Please rewrite the records from the line with "Every instance gets one point. Tag the man in white kurta" up to and including the line with "(1234, 424)". Keep every request line unchanged, and multiply each coordinate in the answers by 1.55, rounding to the nearest whole number with halves rounded up.

Records in a dataset
##############################
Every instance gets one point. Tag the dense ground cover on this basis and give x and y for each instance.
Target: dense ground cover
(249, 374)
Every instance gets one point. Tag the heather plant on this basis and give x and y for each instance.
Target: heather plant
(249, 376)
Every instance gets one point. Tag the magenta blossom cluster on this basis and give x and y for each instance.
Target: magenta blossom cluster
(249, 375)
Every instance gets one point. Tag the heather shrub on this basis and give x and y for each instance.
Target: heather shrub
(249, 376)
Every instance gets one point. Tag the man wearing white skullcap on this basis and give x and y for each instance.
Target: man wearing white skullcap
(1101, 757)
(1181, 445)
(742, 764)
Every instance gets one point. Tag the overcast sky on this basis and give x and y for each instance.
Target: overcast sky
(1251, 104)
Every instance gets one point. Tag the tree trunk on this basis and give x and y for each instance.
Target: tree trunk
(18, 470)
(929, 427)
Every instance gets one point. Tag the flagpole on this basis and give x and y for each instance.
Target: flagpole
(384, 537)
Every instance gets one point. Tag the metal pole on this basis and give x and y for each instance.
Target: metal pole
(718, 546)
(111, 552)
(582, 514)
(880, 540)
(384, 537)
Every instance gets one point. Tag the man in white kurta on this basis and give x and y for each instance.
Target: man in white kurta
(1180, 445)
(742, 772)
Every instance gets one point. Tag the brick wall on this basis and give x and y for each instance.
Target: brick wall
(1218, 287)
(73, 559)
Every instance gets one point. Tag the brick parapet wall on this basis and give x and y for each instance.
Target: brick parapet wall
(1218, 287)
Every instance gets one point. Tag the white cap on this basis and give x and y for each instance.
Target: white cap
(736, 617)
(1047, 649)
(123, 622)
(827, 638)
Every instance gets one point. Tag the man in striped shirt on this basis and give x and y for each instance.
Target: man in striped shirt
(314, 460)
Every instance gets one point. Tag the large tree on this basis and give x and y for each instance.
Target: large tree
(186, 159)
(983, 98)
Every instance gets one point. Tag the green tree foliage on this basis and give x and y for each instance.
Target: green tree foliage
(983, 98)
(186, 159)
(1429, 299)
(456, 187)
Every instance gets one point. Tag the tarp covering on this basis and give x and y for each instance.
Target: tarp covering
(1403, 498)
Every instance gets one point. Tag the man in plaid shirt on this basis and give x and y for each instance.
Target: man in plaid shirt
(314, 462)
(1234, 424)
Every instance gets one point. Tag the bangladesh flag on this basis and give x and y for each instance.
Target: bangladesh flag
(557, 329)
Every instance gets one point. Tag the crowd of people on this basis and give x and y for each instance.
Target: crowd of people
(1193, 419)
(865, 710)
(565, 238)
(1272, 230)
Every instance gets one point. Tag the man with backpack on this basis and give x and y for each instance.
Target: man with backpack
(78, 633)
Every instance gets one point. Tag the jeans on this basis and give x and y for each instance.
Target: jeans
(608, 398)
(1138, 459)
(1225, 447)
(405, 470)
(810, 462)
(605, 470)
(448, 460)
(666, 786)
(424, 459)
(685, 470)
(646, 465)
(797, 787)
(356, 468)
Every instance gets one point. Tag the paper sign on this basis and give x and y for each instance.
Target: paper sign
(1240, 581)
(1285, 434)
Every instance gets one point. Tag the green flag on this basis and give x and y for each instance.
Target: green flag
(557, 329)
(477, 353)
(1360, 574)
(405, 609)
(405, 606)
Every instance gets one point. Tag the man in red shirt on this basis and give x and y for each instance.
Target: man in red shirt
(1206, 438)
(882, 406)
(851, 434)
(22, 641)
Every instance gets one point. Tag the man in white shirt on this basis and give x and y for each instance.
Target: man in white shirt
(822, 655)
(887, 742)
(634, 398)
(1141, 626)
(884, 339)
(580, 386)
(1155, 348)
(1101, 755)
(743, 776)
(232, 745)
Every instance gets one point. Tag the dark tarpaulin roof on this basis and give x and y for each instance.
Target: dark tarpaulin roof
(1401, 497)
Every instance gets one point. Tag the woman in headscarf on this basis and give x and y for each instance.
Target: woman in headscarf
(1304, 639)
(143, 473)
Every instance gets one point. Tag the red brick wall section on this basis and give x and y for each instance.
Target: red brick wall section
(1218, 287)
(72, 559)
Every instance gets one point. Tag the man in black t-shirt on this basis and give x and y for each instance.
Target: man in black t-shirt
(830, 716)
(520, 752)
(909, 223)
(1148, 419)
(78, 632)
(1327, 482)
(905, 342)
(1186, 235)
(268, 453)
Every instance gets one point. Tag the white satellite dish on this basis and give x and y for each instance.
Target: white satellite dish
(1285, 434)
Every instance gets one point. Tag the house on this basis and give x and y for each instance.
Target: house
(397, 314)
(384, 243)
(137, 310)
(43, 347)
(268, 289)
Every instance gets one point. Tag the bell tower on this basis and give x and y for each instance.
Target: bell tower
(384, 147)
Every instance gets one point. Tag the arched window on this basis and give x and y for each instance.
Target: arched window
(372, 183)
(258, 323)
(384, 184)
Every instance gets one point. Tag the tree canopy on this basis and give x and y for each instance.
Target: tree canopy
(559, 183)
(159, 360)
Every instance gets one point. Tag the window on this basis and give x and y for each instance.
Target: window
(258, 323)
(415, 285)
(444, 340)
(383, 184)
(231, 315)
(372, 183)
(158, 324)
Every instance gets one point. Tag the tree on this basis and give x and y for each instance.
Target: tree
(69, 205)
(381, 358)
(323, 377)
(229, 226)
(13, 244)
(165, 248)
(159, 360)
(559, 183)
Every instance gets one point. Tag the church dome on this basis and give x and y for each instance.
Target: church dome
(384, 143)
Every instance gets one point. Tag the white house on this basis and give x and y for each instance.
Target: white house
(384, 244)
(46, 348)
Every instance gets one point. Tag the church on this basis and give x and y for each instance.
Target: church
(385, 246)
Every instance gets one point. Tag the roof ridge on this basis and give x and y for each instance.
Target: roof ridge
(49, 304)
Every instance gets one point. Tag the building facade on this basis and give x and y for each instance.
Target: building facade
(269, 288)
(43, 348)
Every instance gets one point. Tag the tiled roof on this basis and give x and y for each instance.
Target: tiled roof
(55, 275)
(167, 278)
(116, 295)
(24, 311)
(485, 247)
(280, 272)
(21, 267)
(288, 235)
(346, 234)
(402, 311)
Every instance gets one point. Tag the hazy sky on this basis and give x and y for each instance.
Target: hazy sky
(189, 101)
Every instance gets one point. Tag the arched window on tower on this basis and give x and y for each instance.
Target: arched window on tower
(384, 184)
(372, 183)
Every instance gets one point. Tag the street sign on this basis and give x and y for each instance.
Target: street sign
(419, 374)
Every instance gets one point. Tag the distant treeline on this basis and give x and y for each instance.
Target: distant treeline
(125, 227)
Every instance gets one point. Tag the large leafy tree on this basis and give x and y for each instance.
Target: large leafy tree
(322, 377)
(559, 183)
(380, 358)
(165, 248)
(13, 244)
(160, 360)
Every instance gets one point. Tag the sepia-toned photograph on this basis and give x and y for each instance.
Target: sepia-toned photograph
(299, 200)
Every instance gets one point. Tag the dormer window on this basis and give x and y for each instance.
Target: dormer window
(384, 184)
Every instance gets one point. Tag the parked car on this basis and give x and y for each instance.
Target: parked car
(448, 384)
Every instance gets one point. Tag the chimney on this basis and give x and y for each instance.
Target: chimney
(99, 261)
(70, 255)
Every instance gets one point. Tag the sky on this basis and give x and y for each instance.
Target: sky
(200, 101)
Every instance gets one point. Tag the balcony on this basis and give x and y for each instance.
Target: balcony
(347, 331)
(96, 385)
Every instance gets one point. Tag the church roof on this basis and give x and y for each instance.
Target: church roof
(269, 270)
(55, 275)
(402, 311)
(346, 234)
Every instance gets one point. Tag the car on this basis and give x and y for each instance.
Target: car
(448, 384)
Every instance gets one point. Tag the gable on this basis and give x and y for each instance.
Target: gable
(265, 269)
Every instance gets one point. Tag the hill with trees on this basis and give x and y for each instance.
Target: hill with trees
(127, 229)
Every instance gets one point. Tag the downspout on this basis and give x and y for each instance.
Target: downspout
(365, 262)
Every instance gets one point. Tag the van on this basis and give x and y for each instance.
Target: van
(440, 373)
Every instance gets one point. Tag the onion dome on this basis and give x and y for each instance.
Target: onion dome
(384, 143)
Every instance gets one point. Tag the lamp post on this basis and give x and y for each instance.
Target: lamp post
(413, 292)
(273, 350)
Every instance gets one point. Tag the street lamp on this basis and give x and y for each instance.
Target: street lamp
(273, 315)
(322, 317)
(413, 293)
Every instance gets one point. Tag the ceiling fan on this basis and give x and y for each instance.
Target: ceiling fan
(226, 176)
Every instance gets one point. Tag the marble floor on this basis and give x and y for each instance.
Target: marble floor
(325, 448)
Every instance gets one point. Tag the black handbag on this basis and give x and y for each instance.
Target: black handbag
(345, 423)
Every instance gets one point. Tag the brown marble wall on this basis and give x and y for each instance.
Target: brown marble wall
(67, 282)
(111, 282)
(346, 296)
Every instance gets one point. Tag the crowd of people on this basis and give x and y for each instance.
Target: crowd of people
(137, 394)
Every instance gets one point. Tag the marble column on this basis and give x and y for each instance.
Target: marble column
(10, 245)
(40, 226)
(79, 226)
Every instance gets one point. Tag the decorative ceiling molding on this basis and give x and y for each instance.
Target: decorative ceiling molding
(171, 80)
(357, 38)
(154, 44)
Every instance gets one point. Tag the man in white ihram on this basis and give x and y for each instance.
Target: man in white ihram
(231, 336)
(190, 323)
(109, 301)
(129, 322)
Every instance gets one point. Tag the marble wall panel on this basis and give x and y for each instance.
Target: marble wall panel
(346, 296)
##############################
■ Written answer
Every instance gets one point. Tag the man in white kurta on this basis and give x and y for each instance.
Target: man in white kurta
(1829, 690)
(1150, 1197)
Every instance gets one point. Tag the brick wall on this basis and give x and y for each instance.
Target: brick wall
(1888, 445)
(113, 866)
Every instance gets one point. Tag the brick parapet wall on this basis and give x and y for each instance.
Target: brick parapet wall
(1888, 445)
Every instance gets one point. Tag the white cap on this basis and give x and y for each instance.
Target: white cap
(1141, 956)
(1623, 1006)
(191, 964)
(1282, 989)
Every instance gets one point. Tag the man in striped shirt on this basis and give x and y for each instance.
Target: man in striped shirt
(487, 713)
Every instance gets one point. Tag the large tree on this basis and give x and y for each instance.
Target: large tree
(288, 246)
(1524, 152)
Every instance gets one point. Tag the green tree foliage on this basis and give x and y for each instance.
Target: green tree foliage
(1524, 152)
(288, 246)
(2215, 463)
(707, 290)
Every instance gets one point. Tag the tarp covering on this basis and give x and y for each instance.
Target: tarp covering
(2175, 772)
Every instance gets one point. Tag the man in plaid shirt on this basis and give x and y for each instance.
Target: man in plaid shirt
(487, 716)
(1913, 657)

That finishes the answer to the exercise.